Lawmakers within the ruling coalition were left aghast by a scathing report submitted last week by a panel investigating the government’s handling of mad cow disease.
Criticizing the farm ministry’s “grave blunders” and “serious policy errors,” the report distinguishes itself somewhat from those complied by typical government-commissioned panels.
It was still a modest affair, however, compared with its draft, which was made public late last month.
The draft singled out the Liberal Democratic Party and its “zoku giin” politicians with vested interests — in this case agriculture concerns — as unduly influencing decision-making procedures at the Agriculture, Forestry and Fisheries Ministry.
While references to the LDP and zoku giin were dropped in the final version, the panel member who penned this section of the draft said it succeeded in shedding light on the so-far taboo issue.
“The draft effectively serves to check these special-interest politicians intervening in government efforts to reform the country’s food-safety regime,” because they came under media scrutiny, said Katsuyoshi Iwabuchi, an editorial writer at the conservative Sankei Shimbun.
Zoku giin — literally meaning tribal politicians — are Diet members, mainly within the LDP, who work to influence national government policies in certain fields.
They are closely connected with supporters with vested industry interests and government ministries that have jurisdiction over them.
Defense, education, construction and medicine are other industries for which certain politicians serve vested interests. Their activities sometimes overlap.
────────────────────────────────────────
== Problems and tasks ==
A - Please reproduce the stretch of the mad cow report article from "Criticizing the farm" through "and Fisheries Ministry.".
B - Answer these questions from the mad cow report article.
(i) Whom did the draft single out as unduly influencing decision-making at the Agriculture, Forestry and Fisheries Ministry?
(ii) At which newspaper is Katsuyoshi Iwabuchi an editorial writer?
(iii) What does "zoku giin" literally mean?
────────────────────────────────────────
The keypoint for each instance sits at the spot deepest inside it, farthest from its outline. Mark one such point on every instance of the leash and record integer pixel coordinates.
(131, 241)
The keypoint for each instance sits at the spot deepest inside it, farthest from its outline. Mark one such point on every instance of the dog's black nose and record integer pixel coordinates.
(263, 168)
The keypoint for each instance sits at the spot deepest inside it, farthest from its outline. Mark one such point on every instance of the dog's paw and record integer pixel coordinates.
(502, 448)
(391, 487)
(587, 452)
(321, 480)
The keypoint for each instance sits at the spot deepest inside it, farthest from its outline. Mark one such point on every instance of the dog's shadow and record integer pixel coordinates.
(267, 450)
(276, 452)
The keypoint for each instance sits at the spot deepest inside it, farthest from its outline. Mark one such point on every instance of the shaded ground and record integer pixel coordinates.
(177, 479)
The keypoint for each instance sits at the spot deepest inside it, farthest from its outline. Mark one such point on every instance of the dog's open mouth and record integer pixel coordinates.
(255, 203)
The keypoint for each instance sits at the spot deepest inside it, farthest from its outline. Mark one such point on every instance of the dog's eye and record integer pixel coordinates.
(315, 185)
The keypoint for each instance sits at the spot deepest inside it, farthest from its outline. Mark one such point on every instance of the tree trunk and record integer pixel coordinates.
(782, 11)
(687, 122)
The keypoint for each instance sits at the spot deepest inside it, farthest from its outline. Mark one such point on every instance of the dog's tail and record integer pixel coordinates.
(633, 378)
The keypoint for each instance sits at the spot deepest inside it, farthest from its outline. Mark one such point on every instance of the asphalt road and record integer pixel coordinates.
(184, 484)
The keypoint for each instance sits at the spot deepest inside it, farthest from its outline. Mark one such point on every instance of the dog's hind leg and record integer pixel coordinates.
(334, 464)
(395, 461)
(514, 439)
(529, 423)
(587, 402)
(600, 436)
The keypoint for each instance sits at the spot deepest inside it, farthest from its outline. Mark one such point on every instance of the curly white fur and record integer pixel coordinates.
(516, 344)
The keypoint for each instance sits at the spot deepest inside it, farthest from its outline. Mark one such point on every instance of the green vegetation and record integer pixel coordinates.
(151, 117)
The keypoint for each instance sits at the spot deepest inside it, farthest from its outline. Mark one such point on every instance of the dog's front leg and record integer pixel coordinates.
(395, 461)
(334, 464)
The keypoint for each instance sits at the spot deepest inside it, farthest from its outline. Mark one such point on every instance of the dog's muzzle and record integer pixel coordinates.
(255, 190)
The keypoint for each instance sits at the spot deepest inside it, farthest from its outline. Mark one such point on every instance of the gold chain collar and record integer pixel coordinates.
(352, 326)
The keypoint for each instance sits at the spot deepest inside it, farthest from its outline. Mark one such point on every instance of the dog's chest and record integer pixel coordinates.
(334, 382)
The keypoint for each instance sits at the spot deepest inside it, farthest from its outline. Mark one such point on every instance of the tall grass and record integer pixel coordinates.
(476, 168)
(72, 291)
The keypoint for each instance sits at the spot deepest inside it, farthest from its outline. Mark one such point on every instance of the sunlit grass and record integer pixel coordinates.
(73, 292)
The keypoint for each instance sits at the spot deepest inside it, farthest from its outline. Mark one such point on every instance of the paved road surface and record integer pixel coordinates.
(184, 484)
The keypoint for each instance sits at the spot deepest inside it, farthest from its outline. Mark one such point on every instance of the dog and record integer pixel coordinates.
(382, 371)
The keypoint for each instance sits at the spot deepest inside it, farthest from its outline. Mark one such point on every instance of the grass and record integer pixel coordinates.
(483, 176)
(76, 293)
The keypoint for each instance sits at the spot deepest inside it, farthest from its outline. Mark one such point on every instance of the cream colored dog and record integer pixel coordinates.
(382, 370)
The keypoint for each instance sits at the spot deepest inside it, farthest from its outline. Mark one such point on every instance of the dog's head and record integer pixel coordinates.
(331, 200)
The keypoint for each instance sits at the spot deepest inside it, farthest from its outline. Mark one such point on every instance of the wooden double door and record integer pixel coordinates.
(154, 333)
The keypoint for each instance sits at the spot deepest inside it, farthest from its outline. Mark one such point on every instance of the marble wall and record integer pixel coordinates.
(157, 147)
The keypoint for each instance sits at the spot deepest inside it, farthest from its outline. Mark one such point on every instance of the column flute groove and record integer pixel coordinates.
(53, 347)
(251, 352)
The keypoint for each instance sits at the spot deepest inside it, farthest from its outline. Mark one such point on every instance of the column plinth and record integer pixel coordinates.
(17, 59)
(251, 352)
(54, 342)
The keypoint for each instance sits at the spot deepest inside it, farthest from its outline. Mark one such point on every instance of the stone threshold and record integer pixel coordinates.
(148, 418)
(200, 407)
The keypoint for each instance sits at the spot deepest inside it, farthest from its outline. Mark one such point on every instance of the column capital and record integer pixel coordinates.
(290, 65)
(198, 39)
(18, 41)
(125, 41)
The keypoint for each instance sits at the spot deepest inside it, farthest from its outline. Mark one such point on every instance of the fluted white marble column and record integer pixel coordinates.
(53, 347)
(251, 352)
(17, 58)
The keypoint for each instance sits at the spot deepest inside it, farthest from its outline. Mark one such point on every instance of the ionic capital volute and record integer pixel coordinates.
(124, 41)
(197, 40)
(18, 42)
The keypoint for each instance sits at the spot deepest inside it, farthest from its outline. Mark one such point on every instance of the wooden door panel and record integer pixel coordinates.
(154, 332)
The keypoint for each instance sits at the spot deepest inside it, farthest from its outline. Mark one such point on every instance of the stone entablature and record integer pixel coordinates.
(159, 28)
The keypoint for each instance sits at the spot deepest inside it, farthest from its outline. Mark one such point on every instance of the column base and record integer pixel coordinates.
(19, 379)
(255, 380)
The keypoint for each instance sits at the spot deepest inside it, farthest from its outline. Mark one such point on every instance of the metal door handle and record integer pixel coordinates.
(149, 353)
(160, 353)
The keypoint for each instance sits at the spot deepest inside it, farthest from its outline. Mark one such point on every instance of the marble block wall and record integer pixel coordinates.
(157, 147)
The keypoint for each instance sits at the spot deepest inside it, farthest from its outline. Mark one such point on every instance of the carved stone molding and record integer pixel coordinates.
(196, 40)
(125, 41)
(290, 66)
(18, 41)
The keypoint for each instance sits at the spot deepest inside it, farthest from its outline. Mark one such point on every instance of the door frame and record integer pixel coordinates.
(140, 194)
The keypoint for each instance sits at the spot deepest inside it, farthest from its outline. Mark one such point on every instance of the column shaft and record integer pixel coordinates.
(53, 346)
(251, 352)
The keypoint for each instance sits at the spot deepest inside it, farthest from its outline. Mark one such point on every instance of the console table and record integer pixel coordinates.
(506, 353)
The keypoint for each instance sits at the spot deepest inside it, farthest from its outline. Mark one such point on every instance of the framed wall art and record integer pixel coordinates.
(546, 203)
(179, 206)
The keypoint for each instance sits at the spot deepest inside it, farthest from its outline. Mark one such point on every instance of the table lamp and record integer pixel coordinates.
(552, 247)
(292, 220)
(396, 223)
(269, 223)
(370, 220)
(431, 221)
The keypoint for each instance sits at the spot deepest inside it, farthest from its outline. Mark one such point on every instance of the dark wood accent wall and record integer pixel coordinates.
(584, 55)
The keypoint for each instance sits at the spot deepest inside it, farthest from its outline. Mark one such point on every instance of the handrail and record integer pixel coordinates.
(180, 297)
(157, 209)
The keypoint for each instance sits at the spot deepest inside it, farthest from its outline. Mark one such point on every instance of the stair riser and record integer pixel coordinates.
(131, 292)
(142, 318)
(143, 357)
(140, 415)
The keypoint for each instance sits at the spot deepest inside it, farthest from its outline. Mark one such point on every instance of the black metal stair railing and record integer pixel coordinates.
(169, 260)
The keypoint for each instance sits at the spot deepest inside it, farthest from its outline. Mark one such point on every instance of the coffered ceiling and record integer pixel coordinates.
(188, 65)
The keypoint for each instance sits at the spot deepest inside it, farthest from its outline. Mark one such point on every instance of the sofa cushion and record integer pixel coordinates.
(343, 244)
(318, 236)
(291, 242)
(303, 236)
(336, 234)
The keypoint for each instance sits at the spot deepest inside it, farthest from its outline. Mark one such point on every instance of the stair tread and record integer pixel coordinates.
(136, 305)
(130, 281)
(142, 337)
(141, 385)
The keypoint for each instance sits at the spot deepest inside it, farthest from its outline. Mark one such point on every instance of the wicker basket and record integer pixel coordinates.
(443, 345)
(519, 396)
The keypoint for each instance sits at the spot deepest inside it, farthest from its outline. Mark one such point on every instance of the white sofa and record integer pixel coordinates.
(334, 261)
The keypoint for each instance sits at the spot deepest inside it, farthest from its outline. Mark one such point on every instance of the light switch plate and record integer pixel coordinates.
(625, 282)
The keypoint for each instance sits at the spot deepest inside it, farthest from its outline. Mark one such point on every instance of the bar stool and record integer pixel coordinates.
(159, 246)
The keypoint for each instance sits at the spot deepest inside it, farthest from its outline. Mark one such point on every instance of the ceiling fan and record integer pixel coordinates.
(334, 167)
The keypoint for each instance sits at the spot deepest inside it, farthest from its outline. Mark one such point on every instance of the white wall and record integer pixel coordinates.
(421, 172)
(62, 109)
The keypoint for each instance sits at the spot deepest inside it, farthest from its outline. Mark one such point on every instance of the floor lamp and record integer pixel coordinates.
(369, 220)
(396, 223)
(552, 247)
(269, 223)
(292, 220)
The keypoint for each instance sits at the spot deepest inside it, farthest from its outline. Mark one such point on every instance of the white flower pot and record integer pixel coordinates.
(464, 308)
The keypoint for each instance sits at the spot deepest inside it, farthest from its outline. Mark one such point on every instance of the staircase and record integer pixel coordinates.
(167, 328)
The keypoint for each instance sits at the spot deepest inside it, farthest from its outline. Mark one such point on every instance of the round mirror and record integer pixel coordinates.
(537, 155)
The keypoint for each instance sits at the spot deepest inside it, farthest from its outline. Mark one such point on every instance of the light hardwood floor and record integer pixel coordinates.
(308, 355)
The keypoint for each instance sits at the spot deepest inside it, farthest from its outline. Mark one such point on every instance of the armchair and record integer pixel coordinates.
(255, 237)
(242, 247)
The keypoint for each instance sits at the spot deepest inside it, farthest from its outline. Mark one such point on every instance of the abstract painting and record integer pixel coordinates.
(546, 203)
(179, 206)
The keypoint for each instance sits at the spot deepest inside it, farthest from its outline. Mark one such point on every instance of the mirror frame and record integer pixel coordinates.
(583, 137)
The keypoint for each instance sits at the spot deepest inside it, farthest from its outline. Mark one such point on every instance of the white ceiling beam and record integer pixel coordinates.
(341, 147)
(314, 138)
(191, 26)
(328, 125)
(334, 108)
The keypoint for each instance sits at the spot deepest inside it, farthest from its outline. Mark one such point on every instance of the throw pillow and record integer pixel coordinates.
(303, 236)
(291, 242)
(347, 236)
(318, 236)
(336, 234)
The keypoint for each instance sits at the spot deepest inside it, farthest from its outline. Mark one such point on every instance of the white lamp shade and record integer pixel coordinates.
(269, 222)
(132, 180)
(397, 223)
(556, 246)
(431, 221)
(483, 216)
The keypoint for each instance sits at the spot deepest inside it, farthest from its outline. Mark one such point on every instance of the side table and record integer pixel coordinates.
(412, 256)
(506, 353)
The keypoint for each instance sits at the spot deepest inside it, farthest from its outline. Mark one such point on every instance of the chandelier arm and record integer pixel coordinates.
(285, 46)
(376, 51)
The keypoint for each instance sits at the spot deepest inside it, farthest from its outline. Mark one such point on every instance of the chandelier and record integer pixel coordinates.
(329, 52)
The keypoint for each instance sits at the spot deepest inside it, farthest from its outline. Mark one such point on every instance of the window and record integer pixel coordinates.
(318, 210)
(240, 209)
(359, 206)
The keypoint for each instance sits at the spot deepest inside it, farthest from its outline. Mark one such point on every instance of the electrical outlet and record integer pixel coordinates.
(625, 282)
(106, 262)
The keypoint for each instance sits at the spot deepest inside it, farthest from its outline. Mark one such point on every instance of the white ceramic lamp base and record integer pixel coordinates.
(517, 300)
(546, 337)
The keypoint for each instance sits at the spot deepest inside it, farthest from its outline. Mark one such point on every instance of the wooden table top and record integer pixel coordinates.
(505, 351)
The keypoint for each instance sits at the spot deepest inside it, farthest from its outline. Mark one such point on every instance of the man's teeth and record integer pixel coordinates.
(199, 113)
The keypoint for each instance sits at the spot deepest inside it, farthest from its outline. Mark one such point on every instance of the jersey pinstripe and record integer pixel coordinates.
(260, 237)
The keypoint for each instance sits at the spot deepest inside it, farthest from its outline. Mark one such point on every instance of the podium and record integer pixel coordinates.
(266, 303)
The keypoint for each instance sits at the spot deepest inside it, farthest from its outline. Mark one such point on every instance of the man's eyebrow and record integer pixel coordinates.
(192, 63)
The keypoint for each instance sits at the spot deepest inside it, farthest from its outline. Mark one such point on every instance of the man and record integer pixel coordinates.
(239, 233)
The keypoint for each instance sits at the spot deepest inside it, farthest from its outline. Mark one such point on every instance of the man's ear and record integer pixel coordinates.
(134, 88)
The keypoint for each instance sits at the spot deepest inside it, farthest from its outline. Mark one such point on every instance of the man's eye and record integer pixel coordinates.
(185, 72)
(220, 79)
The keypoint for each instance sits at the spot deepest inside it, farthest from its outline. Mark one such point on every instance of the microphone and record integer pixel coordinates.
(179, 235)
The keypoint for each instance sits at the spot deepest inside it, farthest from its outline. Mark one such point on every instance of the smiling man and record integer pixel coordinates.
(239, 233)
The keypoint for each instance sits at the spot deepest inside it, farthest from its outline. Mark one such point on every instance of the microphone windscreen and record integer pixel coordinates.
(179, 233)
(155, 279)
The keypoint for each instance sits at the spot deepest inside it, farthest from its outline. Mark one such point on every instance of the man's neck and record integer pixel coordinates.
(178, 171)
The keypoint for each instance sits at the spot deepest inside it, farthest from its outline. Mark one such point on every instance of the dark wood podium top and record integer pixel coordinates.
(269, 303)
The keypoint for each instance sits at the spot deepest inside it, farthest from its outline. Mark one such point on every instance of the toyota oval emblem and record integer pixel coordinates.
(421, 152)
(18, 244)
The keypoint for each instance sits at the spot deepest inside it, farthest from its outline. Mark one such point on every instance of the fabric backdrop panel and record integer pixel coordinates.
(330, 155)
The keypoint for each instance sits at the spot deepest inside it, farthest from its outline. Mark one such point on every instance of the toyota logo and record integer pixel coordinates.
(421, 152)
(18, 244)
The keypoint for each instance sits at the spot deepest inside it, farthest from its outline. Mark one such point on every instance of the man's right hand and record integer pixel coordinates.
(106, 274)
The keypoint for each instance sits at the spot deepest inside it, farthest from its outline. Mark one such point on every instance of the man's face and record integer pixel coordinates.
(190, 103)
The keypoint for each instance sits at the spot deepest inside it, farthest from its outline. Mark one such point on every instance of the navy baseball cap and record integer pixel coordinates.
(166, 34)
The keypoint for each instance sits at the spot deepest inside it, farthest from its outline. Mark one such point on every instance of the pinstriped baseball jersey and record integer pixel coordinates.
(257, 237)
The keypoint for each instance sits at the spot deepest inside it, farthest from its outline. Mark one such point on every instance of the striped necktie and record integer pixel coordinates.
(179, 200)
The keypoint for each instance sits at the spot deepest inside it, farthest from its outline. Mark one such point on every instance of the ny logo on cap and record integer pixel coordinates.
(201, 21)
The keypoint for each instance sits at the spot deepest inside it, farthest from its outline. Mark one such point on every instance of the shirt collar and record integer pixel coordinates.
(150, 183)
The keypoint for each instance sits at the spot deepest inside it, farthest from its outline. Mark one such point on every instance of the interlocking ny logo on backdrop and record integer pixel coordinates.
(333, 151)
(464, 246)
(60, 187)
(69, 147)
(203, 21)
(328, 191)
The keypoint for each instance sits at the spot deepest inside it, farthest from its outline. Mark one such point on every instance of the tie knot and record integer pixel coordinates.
────────────────────────────────────────
== Responses for each task ==
A -
Criticizing the farm ministry’s “grave blunders” and “serious policy errors,” the report distinguishes itself somewhat from those complied by typical government-commissioned panels.
It was still a modest affair, however, compared with its draft, which was made public late last month.
The draft singled out the Liberal Democratic Party and its “zoku giin” politicians with vested interests — in this case agriculture concerns — as unduly influencing decision-making procedures at the Agriculture, Forestry and Fisheries Ministry.

B -
(i) The Liberal Democratic Party and its "zoku giin" politicians
(ii) The Sankei Shimbun
(iii) Tribal politicians